:: Seçilen Bölüm ::

Suriye krizi, 11 Eylül sonrası süreçte yaşanan ve ağırlıklı olarak “tek taraflı” bir şekilde cereyan eden devletler arası oyunda üçüncü kırılma noktası olarak karşımıza çıkıyor. Özellikle de son dönemde şahit olunan karşılıklı tehditler, meydan okumalar ve “büyük devlet gösterişleri”, bu bağlamda dünyanın yeni bir uluslararası ortam ile karşı karşıya olduğunu bir kez daha bizlere gösteriyor.

:::

Verilen Görev a: Aşağıdaki kayıtların hepsini, her satırı aynı kalacak biçimde çoğaltın.

:: Verilen Kayıtlar ::

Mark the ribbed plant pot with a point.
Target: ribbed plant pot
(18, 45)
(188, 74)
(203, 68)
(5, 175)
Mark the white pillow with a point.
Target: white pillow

:::

Verilen Görev b: Yukarıdaki Suriye krizi metninden "Suriye krizi, 11" ile başlayıp "daha bizlere gösteriyor." ile biten kısmı hiçbir değişiklik yapmadan yazın.

Eksiksiz Çıktı a:
Mark the ribbed plant pot with a point.
Target: ribbed plant pot
(18, 45)
(188, 74)
(203, 68)
(5, 175)
Mark the white pillow with a point.
Target: white pillow

Eksiksiz Çıktı b:
Suriye krizi, 11 Eylül sonrası süreçte yaşanan ve ağırlıklı olarak “tek taraflı” bir şekilde cereyan eden devletler arası oyunda üçüncü kırılma noktası olarak karşımıza çıkıyor. Özellikle de son dönemde şahit olunan karşılıklı tehditler, meydan okumalar ve “büyük devlet gösterişleri”, bu bağlamda dünyanın yeni bir uluslararası ortam ile karşı karşıya olduğunu bir kez daha bizlere gösteriyor.